■ **Your instructions**
Locate every line in the records below that contains the word "Target", and copy each one.

(Saved entries)
+++

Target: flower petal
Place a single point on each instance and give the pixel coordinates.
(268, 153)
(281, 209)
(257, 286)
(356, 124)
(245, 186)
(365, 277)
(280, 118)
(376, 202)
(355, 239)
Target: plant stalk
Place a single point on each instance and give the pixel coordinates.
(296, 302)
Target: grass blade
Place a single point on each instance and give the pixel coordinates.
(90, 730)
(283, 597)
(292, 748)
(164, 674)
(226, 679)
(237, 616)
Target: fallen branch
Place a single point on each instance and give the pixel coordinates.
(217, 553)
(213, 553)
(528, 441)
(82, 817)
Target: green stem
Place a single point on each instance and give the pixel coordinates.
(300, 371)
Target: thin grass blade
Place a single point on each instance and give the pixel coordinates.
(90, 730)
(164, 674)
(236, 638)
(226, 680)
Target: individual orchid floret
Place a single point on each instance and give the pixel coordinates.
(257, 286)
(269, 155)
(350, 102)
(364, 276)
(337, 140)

+++

■ **Written solution**
Target: flower petal
Target: plant stalk
Target: grass blade
Target: fallen branch
Target: green stem
Target: thin grass blade
Target: individual orchid floret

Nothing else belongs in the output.